(Natural language region descriptions)
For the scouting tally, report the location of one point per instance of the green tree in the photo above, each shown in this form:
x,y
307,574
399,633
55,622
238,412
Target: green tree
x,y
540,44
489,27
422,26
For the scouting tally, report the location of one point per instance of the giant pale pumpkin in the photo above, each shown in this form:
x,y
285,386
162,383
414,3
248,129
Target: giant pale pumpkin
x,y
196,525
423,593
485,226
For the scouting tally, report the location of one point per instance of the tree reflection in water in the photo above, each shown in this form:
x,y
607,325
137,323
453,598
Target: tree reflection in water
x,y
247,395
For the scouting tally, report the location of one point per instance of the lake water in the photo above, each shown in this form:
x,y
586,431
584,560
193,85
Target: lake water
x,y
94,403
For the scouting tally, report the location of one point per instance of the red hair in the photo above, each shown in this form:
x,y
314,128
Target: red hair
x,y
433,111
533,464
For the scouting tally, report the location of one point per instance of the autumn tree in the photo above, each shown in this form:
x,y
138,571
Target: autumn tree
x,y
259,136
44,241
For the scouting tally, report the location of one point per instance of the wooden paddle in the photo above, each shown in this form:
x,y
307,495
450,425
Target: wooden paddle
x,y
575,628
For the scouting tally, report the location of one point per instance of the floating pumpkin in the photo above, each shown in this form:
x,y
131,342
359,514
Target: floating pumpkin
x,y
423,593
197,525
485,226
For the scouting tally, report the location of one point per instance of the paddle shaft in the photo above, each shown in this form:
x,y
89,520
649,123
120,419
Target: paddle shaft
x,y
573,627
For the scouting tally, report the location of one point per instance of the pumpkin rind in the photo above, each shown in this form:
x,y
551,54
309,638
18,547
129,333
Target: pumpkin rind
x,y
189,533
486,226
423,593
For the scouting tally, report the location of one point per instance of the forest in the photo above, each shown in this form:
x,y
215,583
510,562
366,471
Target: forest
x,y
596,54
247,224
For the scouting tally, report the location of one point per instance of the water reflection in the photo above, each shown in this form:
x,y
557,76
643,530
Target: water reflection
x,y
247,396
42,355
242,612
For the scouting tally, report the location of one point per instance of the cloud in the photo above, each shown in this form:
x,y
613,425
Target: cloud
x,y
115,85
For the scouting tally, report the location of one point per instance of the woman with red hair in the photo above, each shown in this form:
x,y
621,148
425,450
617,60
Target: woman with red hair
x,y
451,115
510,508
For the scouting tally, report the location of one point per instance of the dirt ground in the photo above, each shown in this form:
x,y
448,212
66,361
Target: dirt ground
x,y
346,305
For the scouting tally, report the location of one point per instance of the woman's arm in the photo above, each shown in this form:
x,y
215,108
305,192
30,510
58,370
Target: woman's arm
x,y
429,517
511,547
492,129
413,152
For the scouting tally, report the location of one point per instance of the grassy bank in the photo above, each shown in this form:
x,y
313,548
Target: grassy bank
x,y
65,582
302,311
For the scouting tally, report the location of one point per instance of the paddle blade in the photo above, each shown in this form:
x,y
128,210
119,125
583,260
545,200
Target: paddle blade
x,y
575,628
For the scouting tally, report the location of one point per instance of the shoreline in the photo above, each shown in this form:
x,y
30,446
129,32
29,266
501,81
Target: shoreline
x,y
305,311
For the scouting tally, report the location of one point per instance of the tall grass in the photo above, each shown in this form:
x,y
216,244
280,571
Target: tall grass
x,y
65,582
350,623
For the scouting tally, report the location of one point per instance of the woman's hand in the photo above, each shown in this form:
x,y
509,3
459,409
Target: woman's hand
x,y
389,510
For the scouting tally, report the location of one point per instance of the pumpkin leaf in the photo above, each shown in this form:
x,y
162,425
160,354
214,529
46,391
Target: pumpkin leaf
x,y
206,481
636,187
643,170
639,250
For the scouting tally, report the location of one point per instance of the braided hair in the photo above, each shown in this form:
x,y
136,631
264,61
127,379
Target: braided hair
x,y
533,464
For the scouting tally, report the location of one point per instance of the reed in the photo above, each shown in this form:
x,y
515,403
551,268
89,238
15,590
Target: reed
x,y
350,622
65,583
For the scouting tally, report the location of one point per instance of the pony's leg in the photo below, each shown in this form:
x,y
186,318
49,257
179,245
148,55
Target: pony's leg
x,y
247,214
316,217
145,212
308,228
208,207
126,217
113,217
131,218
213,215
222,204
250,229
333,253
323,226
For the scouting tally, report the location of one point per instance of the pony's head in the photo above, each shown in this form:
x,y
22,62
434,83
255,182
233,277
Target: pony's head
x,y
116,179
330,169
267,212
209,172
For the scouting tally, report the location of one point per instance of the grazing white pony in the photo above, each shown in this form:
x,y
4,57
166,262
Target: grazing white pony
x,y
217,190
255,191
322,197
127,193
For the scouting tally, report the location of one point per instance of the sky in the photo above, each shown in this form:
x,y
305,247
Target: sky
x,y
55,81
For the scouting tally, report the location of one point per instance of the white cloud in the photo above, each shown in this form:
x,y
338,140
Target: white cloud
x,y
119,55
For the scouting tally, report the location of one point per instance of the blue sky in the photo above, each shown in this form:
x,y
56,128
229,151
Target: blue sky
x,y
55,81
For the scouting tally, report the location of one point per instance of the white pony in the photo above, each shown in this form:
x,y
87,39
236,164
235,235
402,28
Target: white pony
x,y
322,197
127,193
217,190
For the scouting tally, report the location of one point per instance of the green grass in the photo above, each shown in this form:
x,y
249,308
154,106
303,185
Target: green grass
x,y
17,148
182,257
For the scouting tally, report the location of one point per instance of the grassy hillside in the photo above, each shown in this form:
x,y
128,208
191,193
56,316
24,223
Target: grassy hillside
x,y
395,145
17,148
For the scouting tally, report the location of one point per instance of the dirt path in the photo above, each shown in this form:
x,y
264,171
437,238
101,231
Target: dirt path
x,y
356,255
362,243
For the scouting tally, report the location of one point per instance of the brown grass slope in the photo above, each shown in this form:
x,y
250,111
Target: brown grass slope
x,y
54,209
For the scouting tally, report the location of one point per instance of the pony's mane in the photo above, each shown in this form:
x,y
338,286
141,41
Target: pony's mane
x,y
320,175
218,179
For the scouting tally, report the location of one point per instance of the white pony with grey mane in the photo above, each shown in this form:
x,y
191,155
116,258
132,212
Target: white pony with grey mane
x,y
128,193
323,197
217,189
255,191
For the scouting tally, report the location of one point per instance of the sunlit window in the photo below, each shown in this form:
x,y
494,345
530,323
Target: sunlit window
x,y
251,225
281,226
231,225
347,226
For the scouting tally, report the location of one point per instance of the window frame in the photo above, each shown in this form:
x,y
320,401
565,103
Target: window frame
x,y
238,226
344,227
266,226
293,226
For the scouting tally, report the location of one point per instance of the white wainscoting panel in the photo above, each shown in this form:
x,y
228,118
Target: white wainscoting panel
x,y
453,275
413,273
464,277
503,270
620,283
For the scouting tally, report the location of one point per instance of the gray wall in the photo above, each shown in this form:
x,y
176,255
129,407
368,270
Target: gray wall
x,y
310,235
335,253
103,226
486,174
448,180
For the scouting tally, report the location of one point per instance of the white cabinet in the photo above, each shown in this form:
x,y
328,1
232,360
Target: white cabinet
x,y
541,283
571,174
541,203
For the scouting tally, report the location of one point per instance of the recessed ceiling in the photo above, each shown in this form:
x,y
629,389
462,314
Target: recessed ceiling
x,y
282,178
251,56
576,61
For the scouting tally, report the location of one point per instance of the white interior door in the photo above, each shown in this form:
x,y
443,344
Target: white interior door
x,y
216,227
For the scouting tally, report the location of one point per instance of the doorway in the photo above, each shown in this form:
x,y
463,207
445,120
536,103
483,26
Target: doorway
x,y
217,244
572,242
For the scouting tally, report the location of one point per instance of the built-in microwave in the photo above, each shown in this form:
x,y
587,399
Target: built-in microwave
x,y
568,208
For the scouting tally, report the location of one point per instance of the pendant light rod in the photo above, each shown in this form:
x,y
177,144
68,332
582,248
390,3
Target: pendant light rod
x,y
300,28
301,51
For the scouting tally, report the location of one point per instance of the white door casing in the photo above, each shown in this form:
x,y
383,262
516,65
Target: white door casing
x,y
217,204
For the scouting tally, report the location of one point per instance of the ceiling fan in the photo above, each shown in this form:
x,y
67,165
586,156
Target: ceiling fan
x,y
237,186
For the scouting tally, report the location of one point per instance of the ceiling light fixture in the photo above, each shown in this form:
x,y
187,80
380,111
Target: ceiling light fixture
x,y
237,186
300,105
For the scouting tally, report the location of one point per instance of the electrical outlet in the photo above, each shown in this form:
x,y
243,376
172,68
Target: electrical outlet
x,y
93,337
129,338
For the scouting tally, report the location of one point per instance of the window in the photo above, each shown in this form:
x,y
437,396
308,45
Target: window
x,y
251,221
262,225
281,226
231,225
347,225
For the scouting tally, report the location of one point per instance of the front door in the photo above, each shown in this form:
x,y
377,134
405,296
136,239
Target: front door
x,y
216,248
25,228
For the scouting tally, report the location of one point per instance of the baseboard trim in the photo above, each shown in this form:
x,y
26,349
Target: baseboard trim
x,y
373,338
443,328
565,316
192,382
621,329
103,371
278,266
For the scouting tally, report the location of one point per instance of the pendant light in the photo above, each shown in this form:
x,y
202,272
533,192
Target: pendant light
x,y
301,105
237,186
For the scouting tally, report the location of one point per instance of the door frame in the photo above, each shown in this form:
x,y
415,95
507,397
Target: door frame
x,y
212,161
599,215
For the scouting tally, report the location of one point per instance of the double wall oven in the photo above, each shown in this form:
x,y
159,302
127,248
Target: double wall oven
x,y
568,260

• **YOUR TASK**
Show every line from the entries above in which the word "below" appears.

• **EXERCISE SOLUTION**
For the scouting tally, report the location of one point per instance of the pony's leg in the photo below, each shown in this form:
For the scouting tally, report the location of one point per instance of the sunlit window in the photo below, each shown in this form:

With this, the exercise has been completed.